▶ EXERCICE 1
Relevez dans le texte du document ci-dessous tous les nombres écrits en chiffres, en citant chacun une seule fois.

▶ TEXTE DU DOCUMENT
Olivier Faure entouré d'autres dirigeants du Parti Socialiste célèbrent la tenue du 79ème congrès du Parti le 19 septembre 2021 à Villeurbanne
Le premier secrétaire du PS Olivier Faure après avoir prononcé un discours lors du 79ème congrès du Parti socialiste français (PS) à Villeurbanne, le 19 septembre 2021. OLIVIER CHASSIGNOLE / AFP

À l’heure où, en France, le Congrès du Parti socialiste vient de ratifier la réélection à sa tête d’Olivier Faure, et où près de sept candidats se revendiquant de gauche devraient se présenter à l’élection présidentielle de 2022, ce camp politique ne paraît guère capable d’unité. La gauche est éclatée et le paysage politique est lui-même fragmenté.

La fragmentation est sans doute le terme qui caractérise le mieux les systèmes politiques occidentaux contemporains depuis la disparition de l’Union soviétique.

▶ MATÉRIEL
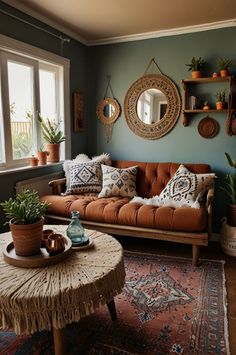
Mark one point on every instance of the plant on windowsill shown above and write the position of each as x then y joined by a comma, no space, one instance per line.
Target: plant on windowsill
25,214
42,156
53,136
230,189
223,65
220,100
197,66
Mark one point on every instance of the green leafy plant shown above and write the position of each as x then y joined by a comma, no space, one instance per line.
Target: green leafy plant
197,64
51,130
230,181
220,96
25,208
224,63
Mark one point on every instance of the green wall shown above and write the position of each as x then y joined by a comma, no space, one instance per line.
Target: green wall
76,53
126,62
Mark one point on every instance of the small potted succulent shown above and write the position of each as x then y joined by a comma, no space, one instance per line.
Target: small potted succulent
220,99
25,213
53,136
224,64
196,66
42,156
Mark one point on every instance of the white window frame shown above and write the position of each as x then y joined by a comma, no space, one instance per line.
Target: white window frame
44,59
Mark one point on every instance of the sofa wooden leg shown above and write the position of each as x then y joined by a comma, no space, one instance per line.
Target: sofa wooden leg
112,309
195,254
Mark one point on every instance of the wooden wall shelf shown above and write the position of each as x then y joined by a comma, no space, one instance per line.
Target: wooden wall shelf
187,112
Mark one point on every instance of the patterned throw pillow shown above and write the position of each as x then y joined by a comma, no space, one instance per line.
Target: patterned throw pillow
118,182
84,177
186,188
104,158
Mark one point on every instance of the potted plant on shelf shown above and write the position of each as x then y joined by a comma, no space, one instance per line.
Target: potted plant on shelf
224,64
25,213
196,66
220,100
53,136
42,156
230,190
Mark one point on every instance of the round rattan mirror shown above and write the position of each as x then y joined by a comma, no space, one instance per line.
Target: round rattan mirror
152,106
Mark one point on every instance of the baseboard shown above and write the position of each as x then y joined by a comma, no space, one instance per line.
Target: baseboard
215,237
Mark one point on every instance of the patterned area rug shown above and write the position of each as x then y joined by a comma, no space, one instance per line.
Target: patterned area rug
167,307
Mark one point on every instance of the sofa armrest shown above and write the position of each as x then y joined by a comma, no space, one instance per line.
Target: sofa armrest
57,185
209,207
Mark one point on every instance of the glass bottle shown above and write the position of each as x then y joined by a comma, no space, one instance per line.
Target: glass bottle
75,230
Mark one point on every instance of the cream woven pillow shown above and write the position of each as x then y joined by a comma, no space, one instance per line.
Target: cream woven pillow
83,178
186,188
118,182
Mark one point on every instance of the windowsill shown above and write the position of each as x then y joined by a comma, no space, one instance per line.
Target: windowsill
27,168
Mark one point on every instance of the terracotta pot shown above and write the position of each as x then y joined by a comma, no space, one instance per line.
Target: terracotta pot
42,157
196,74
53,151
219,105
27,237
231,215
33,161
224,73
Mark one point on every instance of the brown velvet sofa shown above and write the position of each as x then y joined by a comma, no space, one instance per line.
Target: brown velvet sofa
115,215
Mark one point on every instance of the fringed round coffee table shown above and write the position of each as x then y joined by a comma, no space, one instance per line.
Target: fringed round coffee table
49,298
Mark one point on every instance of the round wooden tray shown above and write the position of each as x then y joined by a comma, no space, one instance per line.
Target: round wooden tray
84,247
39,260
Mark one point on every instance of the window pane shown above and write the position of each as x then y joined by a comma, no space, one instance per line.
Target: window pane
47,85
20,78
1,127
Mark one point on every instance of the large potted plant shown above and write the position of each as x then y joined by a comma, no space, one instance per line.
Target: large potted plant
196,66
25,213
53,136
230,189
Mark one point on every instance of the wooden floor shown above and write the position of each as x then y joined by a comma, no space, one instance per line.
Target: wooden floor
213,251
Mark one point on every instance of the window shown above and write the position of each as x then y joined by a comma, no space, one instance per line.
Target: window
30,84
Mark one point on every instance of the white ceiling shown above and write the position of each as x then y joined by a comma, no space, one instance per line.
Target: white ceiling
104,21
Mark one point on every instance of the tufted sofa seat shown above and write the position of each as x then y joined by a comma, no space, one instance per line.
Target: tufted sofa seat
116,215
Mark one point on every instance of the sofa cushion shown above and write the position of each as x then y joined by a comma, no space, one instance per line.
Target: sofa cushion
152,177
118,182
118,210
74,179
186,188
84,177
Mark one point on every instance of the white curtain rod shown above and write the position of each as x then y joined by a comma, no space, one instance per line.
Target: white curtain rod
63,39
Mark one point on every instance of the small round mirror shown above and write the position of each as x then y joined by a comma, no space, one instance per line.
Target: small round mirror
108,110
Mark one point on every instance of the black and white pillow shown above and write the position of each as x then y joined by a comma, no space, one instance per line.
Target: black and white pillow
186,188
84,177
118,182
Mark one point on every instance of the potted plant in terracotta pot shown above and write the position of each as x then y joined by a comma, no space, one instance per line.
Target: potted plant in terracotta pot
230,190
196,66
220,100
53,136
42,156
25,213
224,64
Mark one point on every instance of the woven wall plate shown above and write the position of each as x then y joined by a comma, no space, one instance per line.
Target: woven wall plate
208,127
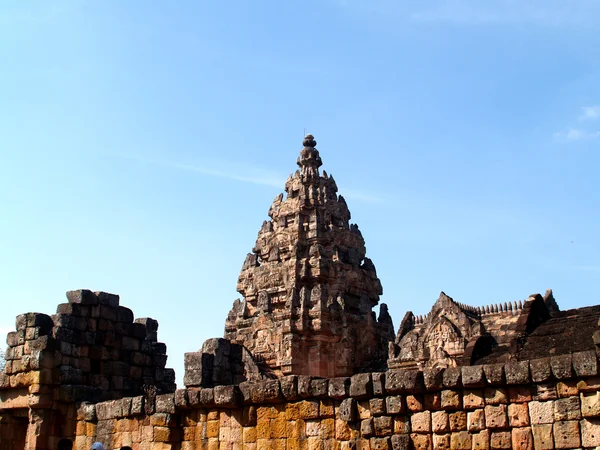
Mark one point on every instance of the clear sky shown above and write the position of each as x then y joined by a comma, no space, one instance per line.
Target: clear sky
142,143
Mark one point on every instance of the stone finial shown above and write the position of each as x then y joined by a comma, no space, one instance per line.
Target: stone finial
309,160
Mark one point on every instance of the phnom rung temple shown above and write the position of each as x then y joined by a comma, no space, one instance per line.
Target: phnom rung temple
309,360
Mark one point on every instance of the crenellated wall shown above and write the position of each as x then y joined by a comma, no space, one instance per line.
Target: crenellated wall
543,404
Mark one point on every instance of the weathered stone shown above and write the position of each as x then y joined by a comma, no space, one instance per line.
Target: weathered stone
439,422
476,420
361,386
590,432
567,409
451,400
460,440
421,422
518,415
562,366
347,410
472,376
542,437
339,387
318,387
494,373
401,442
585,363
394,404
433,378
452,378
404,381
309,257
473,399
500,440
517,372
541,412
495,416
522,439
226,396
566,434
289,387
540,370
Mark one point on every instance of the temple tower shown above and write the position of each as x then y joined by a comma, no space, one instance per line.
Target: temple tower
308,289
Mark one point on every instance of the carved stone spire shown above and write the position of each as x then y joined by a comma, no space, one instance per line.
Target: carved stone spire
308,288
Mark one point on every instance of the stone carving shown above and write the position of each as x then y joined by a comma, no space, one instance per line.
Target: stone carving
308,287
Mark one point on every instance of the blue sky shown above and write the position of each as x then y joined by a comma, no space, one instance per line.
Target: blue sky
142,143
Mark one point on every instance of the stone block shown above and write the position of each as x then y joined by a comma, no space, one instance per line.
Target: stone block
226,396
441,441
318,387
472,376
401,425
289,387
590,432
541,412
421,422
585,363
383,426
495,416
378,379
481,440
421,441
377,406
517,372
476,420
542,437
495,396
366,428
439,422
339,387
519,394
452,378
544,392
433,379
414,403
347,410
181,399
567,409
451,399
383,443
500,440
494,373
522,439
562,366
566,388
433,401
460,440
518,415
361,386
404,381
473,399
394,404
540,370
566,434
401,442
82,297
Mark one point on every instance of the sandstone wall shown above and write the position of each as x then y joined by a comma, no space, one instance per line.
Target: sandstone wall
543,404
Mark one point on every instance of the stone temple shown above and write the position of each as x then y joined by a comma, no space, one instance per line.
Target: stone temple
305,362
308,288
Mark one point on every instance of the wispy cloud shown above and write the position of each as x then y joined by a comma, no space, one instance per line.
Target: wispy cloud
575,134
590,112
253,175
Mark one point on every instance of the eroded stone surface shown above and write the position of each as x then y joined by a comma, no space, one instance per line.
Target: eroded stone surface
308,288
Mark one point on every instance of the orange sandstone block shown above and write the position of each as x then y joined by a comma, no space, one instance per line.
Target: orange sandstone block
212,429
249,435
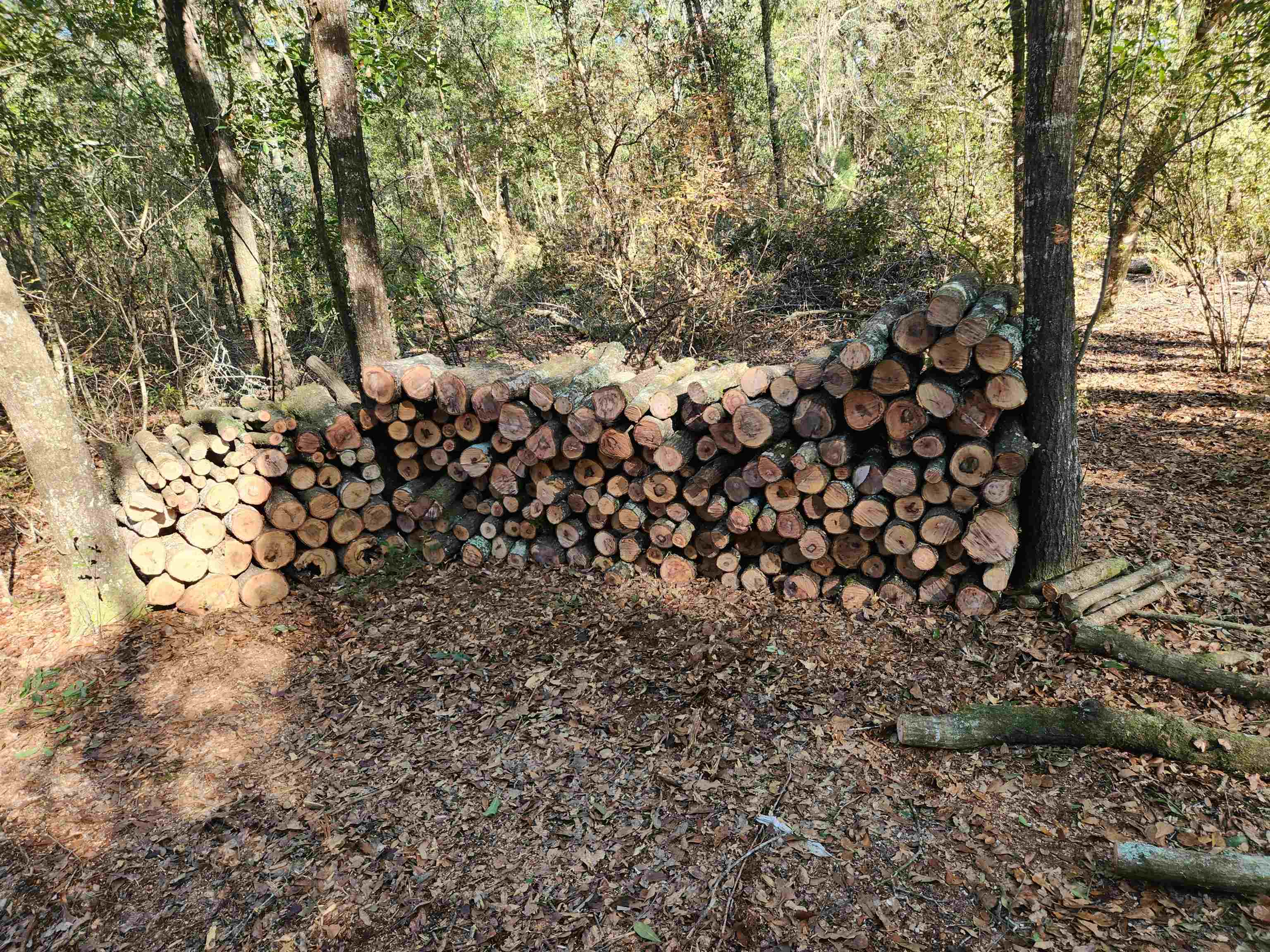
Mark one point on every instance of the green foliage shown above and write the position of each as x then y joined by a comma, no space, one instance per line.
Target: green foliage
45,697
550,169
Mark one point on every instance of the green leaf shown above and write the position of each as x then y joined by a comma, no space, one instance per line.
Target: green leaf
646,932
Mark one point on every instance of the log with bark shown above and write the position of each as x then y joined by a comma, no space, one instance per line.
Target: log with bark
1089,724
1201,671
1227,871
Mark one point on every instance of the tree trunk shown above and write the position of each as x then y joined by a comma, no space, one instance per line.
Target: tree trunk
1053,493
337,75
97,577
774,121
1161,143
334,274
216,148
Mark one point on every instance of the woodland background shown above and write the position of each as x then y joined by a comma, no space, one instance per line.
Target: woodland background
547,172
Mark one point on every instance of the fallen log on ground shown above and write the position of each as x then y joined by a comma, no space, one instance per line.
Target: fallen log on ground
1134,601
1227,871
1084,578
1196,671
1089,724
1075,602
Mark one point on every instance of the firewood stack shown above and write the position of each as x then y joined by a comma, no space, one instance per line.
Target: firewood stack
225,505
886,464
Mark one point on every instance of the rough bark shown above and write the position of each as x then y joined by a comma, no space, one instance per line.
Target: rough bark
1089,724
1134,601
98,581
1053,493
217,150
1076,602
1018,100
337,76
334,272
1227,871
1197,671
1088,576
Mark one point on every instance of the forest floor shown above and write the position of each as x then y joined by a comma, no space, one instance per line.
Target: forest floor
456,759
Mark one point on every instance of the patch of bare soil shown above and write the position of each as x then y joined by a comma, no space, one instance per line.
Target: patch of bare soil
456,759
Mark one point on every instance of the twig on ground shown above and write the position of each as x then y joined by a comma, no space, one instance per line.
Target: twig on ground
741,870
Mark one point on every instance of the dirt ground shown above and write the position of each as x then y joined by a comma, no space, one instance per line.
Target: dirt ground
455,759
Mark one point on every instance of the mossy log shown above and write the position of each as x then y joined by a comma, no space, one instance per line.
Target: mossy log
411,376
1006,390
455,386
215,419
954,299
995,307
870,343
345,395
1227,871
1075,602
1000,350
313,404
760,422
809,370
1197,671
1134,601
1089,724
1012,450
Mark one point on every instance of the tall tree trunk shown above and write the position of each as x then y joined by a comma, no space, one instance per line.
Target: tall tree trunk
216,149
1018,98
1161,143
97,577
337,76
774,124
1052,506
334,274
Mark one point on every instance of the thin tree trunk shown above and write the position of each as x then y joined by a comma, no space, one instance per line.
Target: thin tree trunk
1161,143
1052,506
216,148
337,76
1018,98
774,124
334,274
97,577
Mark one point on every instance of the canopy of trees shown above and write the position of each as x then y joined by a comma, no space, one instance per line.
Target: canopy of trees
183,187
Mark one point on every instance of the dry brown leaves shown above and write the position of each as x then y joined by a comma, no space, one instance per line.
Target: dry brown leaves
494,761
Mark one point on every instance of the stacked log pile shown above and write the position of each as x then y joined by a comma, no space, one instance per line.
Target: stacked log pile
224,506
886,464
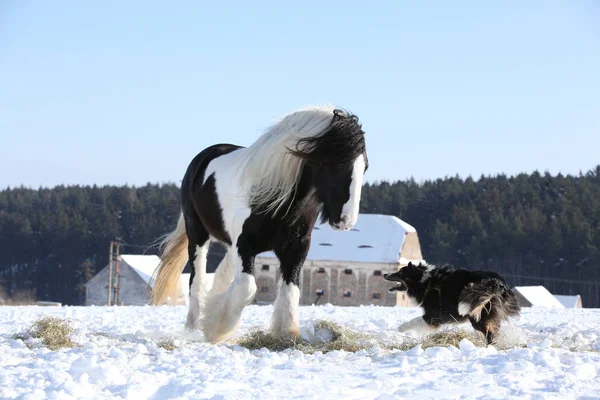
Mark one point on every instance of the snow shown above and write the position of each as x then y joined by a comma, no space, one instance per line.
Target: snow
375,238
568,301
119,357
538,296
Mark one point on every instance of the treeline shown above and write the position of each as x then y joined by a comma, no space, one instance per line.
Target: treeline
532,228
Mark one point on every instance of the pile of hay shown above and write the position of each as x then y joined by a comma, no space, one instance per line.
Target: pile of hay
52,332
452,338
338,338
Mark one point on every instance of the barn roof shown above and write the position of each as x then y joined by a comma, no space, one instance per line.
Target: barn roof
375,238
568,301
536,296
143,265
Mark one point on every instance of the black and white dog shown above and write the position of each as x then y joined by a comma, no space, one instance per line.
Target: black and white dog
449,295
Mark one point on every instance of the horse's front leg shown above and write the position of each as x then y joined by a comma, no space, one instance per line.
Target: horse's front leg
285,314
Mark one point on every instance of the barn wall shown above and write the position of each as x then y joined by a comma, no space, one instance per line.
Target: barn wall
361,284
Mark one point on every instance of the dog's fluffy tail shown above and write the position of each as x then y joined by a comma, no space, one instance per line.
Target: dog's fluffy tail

▶ EXERCICE 2
Indiquez combien de lignes des enregistrements ci-dessus contiennent la chaîne « trees », en respectant la casse. Répondez par le nombre seul.

▶ CORRIGÉ 1
79 (dans « 79ème »), 19, 2021, 2022

▶ CORRIGÉ 2
2